What to do
Quote the rows below word for word, from the line containing "Task: confirm every instance of the wispy" through the line containing "[[16, 107], [210, 39], [431, 103], [82, 91], [192, 43]]", including both of those lines.

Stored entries
::::
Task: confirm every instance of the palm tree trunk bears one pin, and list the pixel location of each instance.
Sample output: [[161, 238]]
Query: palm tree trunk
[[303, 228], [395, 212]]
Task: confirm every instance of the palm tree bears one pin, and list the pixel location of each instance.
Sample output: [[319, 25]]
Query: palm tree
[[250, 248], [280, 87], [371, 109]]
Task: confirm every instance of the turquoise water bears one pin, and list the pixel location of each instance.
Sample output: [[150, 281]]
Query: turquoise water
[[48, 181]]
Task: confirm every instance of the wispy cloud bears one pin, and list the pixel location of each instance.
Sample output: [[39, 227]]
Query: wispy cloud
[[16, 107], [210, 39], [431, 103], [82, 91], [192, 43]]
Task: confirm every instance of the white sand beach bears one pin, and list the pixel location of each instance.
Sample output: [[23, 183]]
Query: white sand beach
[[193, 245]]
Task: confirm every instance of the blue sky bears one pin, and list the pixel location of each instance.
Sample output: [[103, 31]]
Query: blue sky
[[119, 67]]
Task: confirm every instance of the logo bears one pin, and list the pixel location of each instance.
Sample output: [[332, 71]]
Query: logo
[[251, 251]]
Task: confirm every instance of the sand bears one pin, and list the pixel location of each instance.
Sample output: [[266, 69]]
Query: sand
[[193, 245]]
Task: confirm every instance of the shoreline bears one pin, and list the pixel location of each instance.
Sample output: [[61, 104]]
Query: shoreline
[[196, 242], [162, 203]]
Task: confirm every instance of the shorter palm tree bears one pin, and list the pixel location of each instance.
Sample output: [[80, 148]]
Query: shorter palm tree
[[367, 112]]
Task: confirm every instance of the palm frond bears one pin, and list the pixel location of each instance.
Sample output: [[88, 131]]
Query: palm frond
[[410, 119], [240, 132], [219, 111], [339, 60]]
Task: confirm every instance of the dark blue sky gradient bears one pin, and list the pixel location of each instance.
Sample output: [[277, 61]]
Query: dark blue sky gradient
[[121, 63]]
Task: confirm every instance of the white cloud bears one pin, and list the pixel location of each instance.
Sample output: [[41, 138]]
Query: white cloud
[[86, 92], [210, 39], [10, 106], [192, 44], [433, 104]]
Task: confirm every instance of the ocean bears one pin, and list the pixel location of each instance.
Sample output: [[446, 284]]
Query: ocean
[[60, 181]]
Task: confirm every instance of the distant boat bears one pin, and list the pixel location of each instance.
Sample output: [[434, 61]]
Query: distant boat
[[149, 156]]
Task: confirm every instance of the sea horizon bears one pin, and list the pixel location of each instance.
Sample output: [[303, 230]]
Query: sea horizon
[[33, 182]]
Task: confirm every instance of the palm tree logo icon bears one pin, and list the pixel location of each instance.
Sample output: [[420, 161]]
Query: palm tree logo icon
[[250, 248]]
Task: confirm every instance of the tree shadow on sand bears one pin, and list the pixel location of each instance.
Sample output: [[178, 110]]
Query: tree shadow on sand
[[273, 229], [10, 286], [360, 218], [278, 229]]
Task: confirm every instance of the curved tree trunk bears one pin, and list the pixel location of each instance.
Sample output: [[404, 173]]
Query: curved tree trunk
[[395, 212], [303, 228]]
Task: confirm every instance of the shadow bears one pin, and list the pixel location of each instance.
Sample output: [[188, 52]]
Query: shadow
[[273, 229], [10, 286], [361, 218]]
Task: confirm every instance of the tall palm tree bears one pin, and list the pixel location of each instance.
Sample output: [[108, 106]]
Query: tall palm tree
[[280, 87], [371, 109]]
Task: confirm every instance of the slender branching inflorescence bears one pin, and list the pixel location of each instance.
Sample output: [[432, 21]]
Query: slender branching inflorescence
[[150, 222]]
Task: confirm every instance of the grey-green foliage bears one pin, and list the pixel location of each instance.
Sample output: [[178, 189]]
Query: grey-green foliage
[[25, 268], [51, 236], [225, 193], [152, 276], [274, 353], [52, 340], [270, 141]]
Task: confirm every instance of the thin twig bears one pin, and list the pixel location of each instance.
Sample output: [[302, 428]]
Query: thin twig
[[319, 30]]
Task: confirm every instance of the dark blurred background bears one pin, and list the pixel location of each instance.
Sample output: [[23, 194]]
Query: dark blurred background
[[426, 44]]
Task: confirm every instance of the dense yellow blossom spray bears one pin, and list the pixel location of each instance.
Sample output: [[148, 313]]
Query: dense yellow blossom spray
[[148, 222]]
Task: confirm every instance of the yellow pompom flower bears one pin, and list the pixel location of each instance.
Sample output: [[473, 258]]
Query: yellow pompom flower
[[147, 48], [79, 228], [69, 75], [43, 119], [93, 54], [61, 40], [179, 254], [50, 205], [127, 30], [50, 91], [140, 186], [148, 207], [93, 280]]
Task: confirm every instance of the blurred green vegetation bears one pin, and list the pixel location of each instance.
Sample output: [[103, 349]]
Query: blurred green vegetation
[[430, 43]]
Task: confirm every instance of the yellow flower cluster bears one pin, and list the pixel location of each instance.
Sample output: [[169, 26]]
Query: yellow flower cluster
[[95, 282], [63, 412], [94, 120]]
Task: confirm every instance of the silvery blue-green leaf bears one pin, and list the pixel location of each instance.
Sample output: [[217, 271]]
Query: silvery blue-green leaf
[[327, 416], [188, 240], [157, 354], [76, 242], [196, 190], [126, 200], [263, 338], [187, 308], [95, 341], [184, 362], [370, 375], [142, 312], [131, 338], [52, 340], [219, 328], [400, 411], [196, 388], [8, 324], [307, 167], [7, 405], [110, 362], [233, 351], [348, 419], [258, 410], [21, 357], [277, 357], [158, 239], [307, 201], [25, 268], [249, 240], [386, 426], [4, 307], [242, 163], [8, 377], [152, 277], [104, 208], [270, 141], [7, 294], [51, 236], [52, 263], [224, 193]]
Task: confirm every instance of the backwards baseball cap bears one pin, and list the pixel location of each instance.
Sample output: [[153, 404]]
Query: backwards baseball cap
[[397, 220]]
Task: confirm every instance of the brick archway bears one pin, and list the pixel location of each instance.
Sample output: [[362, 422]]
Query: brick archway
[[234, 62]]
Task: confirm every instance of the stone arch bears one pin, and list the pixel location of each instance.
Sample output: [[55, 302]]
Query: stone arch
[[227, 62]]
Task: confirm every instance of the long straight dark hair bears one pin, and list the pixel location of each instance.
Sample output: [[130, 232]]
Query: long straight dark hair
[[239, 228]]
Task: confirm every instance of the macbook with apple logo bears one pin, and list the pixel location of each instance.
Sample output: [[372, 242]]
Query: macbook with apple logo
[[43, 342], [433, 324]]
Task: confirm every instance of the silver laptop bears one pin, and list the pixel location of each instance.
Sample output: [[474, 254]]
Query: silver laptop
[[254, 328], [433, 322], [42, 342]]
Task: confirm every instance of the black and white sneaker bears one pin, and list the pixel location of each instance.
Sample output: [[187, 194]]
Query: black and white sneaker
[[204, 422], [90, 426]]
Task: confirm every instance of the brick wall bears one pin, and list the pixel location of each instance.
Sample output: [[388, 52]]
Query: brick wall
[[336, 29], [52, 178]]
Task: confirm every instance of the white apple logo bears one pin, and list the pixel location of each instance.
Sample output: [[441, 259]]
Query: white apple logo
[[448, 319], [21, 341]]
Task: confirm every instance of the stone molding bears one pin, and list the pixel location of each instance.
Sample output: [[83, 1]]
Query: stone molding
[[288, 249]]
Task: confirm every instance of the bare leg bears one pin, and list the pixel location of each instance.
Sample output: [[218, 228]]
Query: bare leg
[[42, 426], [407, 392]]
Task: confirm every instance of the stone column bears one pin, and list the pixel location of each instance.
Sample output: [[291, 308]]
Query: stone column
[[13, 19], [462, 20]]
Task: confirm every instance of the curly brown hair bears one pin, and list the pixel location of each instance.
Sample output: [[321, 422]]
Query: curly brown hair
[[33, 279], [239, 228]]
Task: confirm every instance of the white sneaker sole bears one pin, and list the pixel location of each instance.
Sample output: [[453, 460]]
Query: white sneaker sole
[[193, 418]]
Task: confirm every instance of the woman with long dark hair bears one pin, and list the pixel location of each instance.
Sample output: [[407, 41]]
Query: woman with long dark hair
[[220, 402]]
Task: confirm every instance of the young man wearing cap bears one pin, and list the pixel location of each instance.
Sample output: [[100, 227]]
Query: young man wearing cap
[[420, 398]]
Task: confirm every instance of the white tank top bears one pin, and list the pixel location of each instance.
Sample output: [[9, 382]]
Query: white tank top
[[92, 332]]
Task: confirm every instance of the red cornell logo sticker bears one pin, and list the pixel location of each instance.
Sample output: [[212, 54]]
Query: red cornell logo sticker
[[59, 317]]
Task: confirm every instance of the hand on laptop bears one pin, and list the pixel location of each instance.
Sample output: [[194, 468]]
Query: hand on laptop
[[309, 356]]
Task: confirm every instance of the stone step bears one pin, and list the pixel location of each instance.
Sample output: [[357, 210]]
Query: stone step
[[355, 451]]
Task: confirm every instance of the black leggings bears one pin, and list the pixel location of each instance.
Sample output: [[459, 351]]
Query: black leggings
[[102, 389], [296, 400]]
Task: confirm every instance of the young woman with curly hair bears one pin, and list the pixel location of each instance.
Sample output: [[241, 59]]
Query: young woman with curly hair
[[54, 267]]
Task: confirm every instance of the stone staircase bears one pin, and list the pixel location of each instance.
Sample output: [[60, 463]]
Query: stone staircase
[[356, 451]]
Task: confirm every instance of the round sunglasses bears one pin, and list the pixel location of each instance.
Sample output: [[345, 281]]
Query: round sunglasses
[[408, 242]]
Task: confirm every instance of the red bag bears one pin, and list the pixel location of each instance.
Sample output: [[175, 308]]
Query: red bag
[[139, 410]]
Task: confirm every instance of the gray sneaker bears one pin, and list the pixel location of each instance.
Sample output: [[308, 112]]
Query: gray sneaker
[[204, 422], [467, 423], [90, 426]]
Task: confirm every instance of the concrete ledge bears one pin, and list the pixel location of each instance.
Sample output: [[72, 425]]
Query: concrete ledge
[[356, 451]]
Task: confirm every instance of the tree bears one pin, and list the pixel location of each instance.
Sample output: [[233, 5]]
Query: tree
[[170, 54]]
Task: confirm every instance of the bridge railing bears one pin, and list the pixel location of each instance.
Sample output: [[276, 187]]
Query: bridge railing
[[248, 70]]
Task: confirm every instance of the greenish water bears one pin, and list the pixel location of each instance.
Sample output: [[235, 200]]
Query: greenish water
::::
Response below
Task: confirm every instance of the wispy cloud bears one pin, and list the pixel location of each instance.
Sample output: [[39, 227]]
Query: wispy cloud
[[16, 107], [210, 39], [431, 103], [82, 91], [192, 43]]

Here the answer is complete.